To be done:
Copy the listing below word for word, leaving out the picture.

Stored items:

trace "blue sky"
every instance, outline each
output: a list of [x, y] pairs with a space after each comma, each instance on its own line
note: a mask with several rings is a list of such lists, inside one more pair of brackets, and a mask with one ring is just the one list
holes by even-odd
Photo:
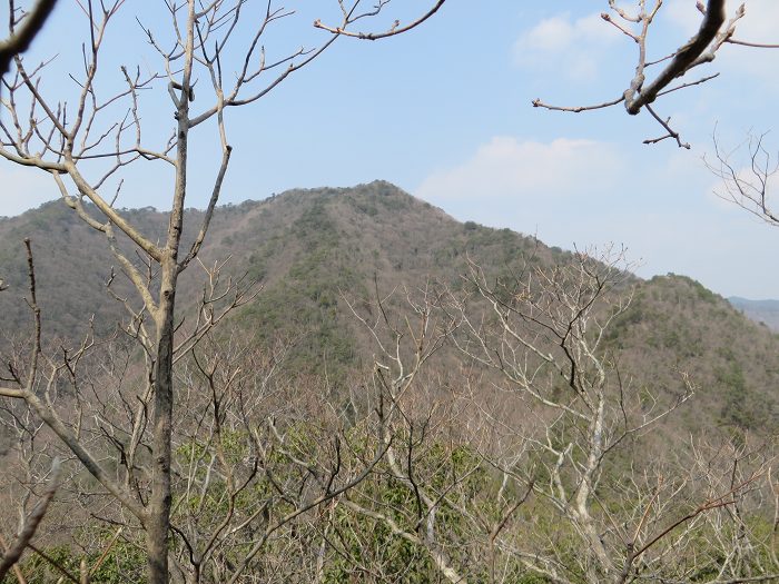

Task output:
trace "blue sky"
every instance, outline each
output: a list of [x, y] pairs with a space after each comma, each instance on its own line
note: a mask with several rings is a list of such lists, inside one more pair of brackets, and a mask with one ring is just the one list
holes by even-odd
Photo:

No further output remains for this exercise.